▸ Short task
Render each line of the records below as one string in a JSON array, keeping their order and omitting blank lines.

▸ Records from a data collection
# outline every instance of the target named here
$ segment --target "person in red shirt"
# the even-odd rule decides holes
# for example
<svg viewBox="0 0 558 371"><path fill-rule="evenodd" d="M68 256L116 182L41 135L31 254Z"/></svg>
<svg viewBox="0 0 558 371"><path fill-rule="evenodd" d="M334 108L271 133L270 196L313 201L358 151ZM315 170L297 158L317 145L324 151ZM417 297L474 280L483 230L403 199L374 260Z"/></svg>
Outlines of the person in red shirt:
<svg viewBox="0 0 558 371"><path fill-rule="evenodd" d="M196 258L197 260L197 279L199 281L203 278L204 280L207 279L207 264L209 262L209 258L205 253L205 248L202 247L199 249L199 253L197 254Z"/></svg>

▸ Completed task
[
  "# outline every instance of the target named here",
  "$ segment --target \"person in red shirt\"",
  "# the even-odd rule decides holes",
  "# for example",
  "<svg viewBox=\"0 0 558 371\"><path fill-rule=\"evenodd\" d=\"M68 256L116 182L41 135L31 254Z\"/></svg>",
  "<svg viewBox=\"0 0 558 371\"><path fill-rule=\"evenodd\" d=\"M334 108L271 133L270 196L313 201L358 151ZM315 170L297 158L317 145L324 151ZM417 297L474 280L483 230L403 199L374 260Z\"/></svg>",
  "Outlines of the person in red shirt:",
  "<svg viewBox=\"0 0 558 371\"><path fill-rule=\"evenodd\" d=\"M196 258L197 260L197 279L199 281L203 278L204 280L207 279L207 264L209 262L209 258L205 253L205 248L202 247L199 249L199 253L197 254Z\"/></svg>"
]